For the entries below, the result should be an exact transcription of the lines from the one with "door in the photo above." up to and including the one with "front wheel in the photo above.", and only those.

* _Extracted material_:
★ ★ ★ ★ ★

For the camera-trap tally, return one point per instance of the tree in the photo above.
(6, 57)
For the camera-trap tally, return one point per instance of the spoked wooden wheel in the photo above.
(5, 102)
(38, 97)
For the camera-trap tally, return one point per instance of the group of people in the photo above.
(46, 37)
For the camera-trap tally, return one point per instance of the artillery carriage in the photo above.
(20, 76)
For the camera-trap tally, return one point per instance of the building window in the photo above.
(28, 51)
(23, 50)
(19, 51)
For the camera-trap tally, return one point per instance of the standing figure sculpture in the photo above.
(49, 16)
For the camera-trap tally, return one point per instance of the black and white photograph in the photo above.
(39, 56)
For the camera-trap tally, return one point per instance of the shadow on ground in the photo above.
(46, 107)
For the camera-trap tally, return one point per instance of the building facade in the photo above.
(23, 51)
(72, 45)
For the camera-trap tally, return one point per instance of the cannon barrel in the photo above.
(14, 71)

★ ★ ★ ★ ★

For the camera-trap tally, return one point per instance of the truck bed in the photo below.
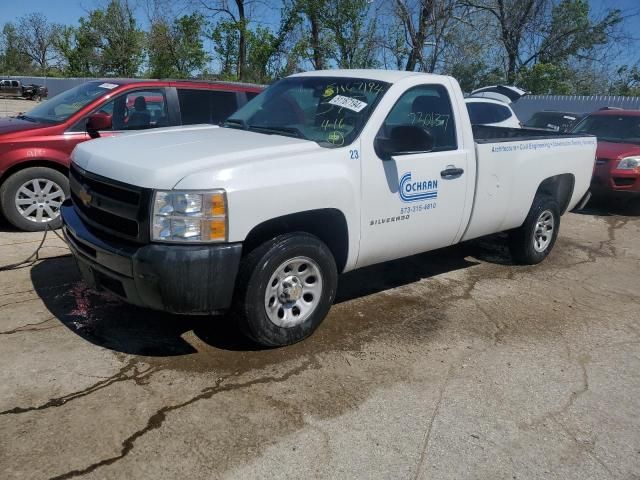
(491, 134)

★ ★ ★ ★ ★

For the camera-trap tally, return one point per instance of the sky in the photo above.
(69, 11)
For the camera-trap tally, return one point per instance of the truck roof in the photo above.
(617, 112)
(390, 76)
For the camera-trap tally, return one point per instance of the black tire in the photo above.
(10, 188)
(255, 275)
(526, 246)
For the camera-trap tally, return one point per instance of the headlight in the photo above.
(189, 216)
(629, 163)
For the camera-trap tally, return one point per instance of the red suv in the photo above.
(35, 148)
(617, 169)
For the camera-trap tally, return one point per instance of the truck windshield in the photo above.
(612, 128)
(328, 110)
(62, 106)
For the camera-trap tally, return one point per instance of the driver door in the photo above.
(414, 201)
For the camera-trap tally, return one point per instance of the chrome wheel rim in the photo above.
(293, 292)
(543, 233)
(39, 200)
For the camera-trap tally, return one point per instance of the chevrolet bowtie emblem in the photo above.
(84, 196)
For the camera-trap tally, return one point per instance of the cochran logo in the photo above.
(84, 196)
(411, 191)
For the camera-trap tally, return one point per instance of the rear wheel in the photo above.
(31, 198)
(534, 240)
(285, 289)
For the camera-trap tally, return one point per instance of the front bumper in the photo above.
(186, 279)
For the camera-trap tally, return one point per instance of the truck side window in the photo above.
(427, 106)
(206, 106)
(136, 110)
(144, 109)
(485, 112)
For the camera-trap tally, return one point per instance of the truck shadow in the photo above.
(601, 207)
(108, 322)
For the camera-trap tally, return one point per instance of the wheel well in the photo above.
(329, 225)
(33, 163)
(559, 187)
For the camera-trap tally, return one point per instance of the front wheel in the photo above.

★ ★ ★ ★ ★

* _Output for this task_:
For the camera-trap tally, return one point per instance of the driver door in the photo above.
(414, 201)
For the camera-trap tally, return one point per instance of the chrome wheel rim in the photo above.
(293, 292)
(543, 233)
(39, 200)
For the camera-trap tally, return one point per instance of the chevrolet bowtie emblem in the photo above.
(84, 196)
For the camera-trap tally, return one point per instance of the cochran logo in the photo above.
(84, 196)
(411, 191)
For the camera-trap tally, return one point per instance of the rear wheel in the photo above.
(31, 198)
(534, 240)
(285, 289)
For the camera-trap tally, return one point per instance of the front bumper in the photo above.
(186, 279)
For the camera-trap tally, return one point per instance of the truck side window in the photo above.
(427, 106)
(206, 106)
(136, 110)
(144, 109)
(485, 112)
For the camera-trap tally, return one point per instance of the truck shadow in the photo above.
(601, 207)
(108, 322)
For the camera-trap tally, return one point per instance of the wheel well in the photo above.
(329, 225)
(33, 163)
(559, 187)
For the camera-trap tally, return one point per instance of the front wheel in the photo above.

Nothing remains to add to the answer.